Active RFID: A local wireless positioning infrastructure built on premises indoor or outdoor calculates the position based on Time of Flight from emitted signal & ID from the tracking device to at least 3 receivers or when passing through a portal. The network is operating in frequency areas such as 2.4 GHz WiFi, 868 MHz, 3.7 GHz (UWB – Ultra Wide Band), the former integrating with existing data network, the latter promising an impressive 0.3 m accuracy. Tracking devices are battery powered.

Passive RFID: Proximity tracking devices are passive tags detected and identified by a reader within close range. Example: Price tags with built-in RFID will set off an alarm if leaving the store. Numerous proprietary systems are on the market. NFC (Near Field Communications) signifies a system where the reader performs the identification by almost touching the tag.

Beacons: Bluetooth Low Energy (BLE) signals sent from a fixed position to a mobile device, which then roughly calculates its proximity based on the fading of the signal strength. For robotic vacuum cleaners an infrared light beacon can be used to guide the vehicle towards the charging station.

Dead Reckoning: Measure via incremental counting of driving wheels’ rotation and steering wheel’s angle. Small variations in sizes of wheel or slip of the surface may introduce an accumulated error, hence this method is often combined with other systems for obtaining an exact re-positioning reset.

Scan and draw map: Laser beam reflections are measured and used for calculating the perimeter of a room and objects. Used for instance when positioning fork-lifts in storage facilities.

Visual recognition: The most advanced degree of vision is required in fully autonomous vehicles using Laser/Radar (Lidar) for recognition of all kinds of object and obstructions. A much simpler method can be used for calculating a position indoor tracking printed 2D barcodes placed at regular intervals in a matrix across the ceiling. An upwards facing camera identifies each pattern and the skewed projection of the viewed angle.

Inertia: A relative movement detection likewise classical gyroscopes in aircrafts now miniaturised to be contained on a chip. From a known starting position and velocity this method measures acceleration as well as rotation in all 3 dimensions which describes any change in movement.

Magnetic field: a digital compass (on chip) can identify the orientation provided no other magnetic signals are causing distortion.

Mix and Improve: Multiple of the listed technologies supplement each other, well-proven or novel, each contributing to precision and robustness of the system. Set a fixpoint via portals or a visual reference to reset dead reckoning & relative movement; supplement satellite signal with known fixpoint: “real time kinematics” refines GPS accuracy to mere centimetres; combine Dead Reckoning and visual recognition of 2D barcodes in the ceiling.

Written problem A :: Arrange the lines of the records as a JSON list of strings, one string per line, leaving out blank lines. Start at the line containing "of the lamp" and end at the last line of the records, including both.
The records have no connection to the text on positioning technologies.

Excerpts from location labeling data ::
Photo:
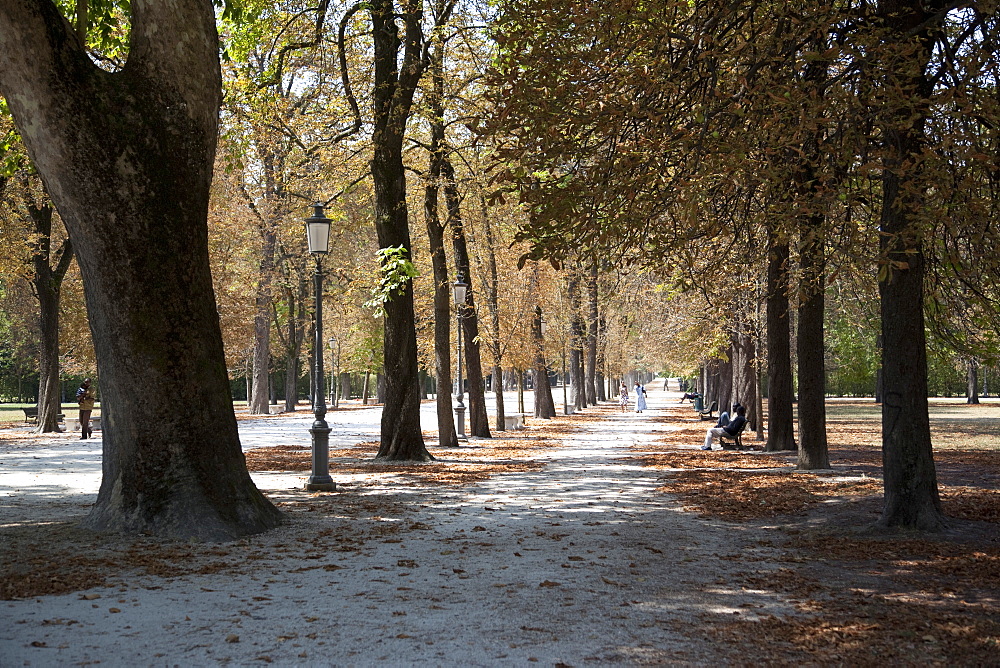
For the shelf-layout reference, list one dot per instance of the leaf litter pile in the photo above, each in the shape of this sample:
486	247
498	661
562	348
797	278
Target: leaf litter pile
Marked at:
861	595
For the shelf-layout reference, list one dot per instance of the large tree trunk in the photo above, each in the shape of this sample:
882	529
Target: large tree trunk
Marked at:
578	390
911	493
781	432
592	317
447	436
137	215
479	421
395	82
260	397
48	286
813	449
745	373
972	382
811	353
293	349
545	407
493	304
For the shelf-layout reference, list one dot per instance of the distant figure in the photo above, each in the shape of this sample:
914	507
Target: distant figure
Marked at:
640	397
724	416
732	429
85	398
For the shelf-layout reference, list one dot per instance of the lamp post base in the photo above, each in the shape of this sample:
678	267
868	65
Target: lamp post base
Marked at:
460	422
320	480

Written problem B :: List every frequency that the text on positioning technologies names for active RFID networks.

Answer A ::
[
  "For the shelf-layout reference, list one dot per instance of the lamp post base in the photo above, each in the shape of this sample:",
  "678\t267",
  "868\t65",
  "Target: lamp post base",
  "Marked at:",
  "460\t422",
  "320\t480"
]

Answer B :: 2.4 GHz (WiFi), 868 MHz, 3.7 GHz (UWB – Ultra Wide Band)